===== Input

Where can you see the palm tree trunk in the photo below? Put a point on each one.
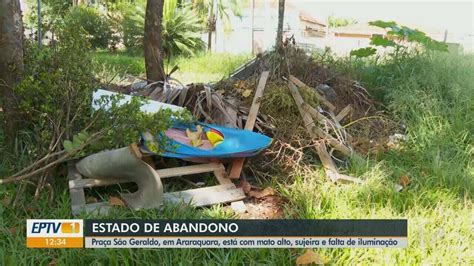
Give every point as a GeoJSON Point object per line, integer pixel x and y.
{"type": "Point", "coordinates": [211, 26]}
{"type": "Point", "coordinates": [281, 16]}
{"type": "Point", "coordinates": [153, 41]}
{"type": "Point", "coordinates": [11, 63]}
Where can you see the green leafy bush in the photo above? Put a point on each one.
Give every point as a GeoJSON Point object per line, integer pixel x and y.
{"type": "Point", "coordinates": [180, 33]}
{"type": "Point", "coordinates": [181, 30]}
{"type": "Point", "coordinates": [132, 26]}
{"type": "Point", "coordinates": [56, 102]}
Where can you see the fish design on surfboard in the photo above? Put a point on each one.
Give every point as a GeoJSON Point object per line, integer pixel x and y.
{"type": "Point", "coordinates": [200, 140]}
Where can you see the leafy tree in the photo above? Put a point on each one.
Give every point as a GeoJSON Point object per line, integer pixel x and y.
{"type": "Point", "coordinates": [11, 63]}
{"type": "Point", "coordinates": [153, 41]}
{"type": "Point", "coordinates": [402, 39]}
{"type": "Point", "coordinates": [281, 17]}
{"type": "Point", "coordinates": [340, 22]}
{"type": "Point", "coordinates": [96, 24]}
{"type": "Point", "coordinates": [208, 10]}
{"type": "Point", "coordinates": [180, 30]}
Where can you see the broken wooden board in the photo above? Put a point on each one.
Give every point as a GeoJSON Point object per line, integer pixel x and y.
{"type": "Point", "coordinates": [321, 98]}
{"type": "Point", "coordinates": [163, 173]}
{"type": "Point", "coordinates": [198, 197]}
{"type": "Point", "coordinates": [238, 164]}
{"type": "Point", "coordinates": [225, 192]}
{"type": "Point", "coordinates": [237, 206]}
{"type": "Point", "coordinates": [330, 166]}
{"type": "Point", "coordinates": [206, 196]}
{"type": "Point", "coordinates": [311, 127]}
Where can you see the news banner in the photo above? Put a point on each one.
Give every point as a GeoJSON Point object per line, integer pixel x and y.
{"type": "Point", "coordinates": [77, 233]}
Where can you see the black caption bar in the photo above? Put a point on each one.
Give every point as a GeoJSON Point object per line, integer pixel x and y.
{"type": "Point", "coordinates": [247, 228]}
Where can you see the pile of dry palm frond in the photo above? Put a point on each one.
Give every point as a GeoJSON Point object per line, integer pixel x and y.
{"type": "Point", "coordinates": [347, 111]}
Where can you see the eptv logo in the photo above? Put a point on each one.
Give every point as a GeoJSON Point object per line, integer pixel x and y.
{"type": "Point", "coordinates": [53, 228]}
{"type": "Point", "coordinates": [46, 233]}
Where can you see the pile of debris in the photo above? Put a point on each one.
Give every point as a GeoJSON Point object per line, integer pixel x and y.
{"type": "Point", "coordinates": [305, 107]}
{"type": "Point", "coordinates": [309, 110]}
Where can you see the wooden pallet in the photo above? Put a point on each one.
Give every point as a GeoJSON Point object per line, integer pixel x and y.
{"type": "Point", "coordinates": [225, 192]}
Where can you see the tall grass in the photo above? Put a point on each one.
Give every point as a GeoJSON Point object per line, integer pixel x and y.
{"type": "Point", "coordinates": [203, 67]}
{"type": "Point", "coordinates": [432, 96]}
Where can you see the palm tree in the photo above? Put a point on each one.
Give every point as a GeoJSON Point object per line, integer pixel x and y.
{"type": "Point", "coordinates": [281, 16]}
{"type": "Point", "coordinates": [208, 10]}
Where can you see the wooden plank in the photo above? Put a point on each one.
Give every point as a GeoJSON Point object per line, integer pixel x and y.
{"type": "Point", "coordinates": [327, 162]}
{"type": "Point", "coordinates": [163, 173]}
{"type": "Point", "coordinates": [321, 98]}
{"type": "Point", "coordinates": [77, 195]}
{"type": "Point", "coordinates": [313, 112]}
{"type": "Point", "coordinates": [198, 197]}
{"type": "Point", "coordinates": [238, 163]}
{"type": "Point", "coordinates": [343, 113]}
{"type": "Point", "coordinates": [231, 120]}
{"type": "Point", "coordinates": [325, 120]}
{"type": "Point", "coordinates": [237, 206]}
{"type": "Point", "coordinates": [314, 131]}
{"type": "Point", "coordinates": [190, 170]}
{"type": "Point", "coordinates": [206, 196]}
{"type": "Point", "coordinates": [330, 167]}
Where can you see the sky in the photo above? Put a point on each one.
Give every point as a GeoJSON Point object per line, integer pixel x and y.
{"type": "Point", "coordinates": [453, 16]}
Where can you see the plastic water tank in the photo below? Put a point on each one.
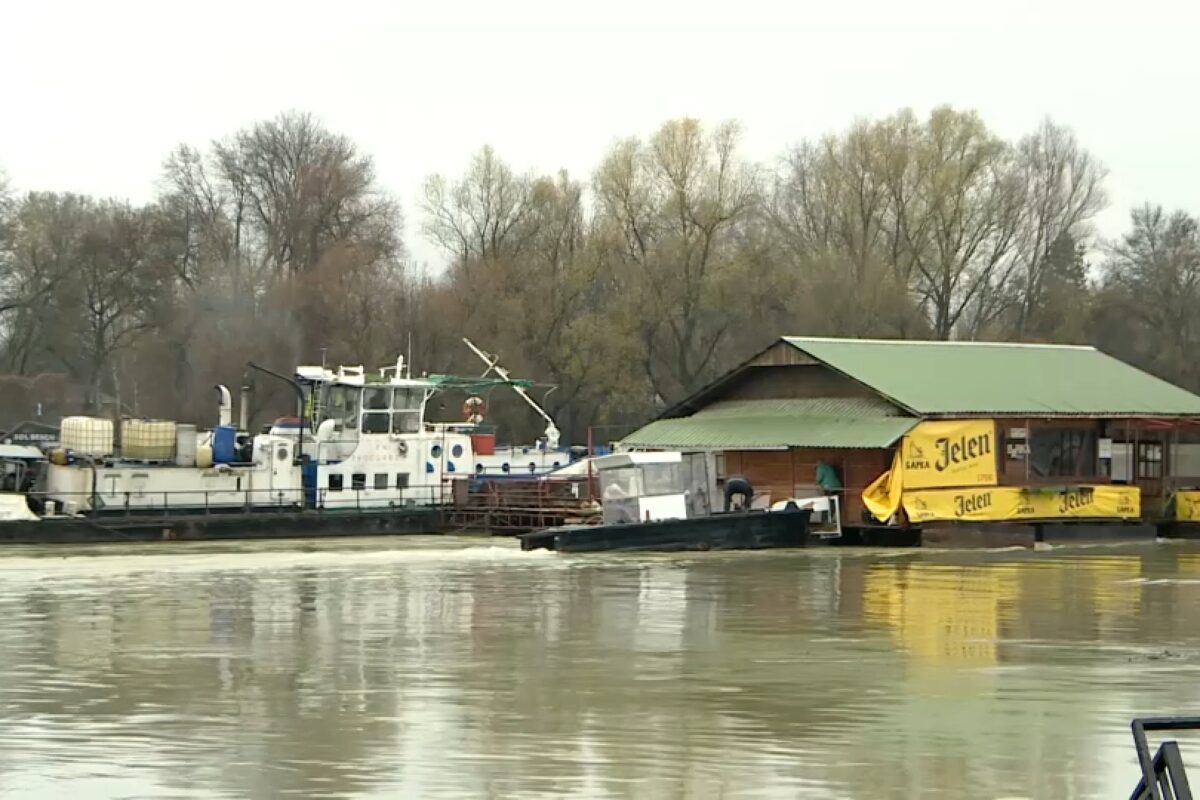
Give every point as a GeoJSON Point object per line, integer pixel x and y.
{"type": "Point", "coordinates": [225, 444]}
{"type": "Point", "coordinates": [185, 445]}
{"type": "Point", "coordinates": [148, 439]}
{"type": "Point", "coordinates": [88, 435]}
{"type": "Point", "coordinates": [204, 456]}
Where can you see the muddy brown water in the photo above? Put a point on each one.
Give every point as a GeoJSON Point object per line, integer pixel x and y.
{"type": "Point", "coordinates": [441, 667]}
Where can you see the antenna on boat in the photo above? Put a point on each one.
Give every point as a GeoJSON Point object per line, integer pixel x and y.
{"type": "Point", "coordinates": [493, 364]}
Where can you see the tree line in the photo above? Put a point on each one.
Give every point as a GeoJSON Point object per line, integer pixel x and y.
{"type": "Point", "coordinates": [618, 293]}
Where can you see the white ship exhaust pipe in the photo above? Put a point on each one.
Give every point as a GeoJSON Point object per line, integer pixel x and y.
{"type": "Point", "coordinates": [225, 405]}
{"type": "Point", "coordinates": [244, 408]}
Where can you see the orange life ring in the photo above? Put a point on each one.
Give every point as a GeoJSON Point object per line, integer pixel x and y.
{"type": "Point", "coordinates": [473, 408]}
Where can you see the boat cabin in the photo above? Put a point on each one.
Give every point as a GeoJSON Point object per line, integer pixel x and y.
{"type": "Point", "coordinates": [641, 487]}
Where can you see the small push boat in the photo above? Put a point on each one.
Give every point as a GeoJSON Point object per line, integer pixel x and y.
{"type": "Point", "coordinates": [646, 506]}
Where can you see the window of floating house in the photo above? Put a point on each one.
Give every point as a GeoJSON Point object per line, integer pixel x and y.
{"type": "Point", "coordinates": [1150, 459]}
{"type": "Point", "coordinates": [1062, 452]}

==========
===== Input

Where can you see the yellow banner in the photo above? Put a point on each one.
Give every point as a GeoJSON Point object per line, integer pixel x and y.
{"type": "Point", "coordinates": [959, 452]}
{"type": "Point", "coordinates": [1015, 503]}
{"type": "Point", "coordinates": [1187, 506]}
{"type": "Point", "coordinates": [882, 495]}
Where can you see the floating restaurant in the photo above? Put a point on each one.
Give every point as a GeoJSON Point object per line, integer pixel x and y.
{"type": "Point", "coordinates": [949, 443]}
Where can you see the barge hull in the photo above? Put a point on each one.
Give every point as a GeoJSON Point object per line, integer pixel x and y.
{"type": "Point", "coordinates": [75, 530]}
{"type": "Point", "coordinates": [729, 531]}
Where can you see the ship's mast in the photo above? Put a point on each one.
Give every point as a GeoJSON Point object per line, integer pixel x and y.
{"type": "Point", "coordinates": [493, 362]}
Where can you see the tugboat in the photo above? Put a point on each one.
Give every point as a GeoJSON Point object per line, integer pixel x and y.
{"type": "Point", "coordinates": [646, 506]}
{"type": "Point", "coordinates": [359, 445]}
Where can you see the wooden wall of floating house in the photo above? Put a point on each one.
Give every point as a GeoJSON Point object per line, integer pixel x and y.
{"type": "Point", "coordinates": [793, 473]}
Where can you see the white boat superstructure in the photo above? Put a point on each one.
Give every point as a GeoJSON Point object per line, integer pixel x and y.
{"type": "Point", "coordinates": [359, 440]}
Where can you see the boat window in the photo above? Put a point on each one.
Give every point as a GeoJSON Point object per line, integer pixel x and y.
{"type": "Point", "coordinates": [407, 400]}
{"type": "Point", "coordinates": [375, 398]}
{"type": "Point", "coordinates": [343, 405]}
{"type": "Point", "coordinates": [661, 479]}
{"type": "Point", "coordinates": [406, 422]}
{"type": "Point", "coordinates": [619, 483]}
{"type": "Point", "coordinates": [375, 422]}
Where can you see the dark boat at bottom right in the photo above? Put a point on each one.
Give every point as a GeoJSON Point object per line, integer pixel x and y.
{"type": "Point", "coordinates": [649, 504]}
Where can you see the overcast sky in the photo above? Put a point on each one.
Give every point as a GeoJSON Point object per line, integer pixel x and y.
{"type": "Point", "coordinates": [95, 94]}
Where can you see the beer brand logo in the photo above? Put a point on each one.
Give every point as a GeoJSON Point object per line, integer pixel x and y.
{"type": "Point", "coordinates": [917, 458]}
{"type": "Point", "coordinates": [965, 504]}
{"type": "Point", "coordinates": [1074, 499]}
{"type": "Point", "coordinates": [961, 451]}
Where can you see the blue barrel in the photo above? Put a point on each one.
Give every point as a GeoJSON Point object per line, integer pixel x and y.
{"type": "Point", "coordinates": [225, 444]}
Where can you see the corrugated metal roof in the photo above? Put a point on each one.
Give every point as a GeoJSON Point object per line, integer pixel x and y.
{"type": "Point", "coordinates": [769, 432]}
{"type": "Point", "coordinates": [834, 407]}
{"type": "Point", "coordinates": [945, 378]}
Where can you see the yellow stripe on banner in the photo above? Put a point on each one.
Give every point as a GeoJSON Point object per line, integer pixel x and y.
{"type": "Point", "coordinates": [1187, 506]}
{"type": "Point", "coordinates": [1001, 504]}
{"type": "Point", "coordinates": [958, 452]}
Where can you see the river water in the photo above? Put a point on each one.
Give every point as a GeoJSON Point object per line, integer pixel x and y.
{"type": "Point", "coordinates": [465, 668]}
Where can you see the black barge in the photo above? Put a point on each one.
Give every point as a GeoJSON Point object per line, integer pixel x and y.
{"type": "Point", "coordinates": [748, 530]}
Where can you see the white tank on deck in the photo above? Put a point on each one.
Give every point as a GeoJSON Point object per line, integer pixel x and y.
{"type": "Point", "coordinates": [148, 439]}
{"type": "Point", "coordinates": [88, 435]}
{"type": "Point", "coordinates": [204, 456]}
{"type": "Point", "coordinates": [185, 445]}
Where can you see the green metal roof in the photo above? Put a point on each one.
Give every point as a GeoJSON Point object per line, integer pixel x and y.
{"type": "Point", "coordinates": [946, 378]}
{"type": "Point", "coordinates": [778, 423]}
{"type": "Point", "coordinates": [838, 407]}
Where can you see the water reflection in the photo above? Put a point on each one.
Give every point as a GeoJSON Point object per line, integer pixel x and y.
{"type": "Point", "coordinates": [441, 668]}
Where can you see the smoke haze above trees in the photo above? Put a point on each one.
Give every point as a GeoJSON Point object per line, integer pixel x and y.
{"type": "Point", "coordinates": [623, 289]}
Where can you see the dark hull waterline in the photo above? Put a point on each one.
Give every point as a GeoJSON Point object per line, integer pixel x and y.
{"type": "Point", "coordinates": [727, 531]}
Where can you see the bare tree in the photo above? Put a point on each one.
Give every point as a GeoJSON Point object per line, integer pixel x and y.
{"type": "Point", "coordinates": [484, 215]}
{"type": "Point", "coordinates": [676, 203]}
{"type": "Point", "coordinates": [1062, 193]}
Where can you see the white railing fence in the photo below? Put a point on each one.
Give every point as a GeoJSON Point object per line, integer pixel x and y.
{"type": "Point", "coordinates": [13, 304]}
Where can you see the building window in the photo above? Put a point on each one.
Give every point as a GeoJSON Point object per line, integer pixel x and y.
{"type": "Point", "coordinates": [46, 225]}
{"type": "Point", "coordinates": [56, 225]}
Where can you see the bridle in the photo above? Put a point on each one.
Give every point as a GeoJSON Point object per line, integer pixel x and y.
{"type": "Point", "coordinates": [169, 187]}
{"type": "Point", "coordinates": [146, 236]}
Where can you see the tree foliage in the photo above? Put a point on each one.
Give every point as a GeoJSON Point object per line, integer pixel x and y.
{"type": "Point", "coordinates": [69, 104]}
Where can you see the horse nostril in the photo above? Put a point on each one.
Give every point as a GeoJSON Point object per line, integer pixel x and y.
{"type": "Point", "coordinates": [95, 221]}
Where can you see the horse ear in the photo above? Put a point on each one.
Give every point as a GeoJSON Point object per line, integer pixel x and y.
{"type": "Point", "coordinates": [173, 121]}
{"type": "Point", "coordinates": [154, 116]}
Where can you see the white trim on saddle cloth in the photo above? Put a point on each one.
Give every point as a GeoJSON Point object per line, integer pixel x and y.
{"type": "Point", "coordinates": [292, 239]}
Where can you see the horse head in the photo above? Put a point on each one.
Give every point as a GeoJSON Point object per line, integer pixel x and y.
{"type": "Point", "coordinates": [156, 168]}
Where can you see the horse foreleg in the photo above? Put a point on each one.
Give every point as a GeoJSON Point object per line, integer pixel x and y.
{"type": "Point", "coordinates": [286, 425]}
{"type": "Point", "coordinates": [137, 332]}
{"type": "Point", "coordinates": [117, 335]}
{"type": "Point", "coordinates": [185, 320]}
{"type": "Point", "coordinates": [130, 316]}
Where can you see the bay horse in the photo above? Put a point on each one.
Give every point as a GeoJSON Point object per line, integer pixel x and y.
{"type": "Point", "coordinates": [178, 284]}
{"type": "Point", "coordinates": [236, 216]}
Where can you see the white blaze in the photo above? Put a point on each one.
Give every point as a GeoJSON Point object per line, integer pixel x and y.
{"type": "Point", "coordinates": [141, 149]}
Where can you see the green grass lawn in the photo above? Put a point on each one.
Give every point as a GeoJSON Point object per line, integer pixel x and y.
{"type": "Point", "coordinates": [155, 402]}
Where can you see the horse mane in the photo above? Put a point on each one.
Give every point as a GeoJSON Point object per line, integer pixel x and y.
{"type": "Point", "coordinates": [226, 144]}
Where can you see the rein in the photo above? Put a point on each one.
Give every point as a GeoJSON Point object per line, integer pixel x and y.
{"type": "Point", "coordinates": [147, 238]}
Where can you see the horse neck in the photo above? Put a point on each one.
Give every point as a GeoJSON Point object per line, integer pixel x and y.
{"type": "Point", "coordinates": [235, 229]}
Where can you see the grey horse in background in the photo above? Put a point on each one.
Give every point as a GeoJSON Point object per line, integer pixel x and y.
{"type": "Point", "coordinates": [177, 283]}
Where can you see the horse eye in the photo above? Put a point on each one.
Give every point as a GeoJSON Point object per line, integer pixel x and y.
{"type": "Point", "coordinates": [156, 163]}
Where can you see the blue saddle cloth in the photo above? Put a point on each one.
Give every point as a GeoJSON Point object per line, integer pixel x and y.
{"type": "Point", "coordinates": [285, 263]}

==========
===== Input

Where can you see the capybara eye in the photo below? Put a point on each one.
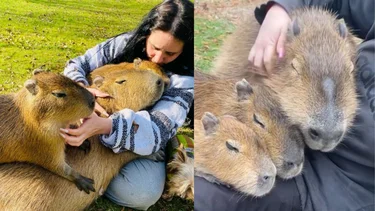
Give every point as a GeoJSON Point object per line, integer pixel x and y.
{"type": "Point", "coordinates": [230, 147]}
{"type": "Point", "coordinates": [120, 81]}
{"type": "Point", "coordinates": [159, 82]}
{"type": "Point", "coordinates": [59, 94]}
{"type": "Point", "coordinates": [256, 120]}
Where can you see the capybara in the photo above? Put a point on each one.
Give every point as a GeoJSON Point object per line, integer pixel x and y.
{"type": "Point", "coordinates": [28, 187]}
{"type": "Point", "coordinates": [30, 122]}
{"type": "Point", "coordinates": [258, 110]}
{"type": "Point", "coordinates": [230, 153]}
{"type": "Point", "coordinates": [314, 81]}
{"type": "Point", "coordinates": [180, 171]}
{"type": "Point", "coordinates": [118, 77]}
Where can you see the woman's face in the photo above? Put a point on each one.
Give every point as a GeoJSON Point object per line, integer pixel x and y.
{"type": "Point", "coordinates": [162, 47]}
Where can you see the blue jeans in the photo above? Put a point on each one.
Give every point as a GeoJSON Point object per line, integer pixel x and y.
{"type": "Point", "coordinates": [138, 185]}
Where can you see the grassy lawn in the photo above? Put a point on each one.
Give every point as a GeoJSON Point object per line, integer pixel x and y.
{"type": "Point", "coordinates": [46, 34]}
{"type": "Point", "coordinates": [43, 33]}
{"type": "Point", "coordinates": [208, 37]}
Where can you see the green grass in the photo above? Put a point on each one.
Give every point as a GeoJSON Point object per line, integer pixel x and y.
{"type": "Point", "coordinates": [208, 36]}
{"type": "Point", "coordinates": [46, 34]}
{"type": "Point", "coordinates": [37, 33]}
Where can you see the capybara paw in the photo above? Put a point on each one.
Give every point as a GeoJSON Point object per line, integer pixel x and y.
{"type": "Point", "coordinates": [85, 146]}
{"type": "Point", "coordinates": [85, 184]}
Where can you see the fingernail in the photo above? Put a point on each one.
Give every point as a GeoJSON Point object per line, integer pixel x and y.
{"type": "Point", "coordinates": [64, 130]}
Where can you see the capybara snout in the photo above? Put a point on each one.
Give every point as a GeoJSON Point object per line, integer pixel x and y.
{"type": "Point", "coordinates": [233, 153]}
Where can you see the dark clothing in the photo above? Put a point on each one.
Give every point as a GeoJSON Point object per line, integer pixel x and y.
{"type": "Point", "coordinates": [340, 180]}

==========

▸ Written instruction
How many lines in the data above contain the word "dark"? Give only the number.

▸ Task output
3